Point-per-instance localization data:

****************************************

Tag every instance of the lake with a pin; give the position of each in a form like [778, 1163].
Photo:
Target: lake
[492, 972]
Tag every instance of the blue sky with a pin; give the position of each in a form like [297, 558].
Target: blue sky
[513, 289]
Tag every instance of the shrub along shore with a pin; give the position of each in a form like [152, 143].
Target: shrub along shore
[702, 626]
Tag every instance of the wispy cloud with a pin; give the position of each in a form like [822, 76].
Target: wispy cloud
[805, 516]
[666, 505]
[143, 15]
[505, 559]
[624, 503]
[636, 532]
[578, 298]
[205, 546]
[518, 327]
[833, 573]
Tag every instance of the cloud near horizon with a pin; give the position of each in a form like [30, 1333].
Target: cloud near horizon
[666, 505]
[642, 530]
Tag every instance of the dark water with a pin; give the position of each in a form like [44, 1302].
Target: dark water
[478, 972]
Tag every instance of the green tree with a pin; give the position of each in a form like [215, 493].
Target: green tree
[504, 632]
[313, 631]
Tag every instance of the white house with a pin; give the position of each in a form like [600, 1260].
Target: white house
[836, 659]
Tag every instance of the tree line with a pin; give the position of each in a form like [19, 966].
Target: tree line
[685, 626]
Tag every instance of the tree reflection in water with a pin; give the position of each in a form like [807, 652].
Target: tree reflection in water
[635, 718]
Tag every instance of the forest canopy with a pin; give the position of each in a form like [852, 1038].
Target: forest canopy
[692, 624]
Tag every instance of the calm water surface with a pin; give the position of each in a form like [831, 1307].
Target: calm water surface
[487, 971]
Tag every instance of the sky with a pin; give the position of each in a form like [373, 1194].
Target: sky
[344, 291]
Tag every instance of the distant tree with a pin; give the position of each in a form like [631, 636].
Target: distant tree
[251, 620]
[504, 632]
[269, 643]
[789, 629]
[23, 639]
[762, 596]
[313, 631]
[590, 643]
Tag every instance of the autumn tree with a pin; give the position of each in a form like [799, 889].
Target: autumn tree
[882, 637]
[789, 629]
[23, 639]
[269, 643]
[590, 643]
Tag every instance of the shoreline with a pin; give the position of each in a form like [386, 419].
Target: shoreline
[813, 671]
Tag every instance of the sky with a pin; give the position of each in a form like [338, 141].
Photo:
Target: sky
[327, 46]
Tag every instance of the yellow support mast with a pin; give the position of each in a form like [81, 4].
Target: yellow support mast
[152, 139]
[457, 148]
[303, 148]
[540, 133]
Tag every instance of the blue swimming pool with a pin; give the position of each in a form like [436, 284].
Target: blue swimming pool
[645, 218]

****************************************

-- PROMPT --
The required answer is the run of lines above, starting at the line with "Tag every instance of the shrub" and ending at the line with "Tag every instance of the wispy", reproduced exactly with both ends.

-- FINAL ANSWER --
Tag every instance of the shrub along shore with a pin; give the position of each in a form like [152, 143].
Target: shrub along shore
[702, 626]
Tag every instance of the wispy cloud with a pin; give the position of each in a form like [822, 76].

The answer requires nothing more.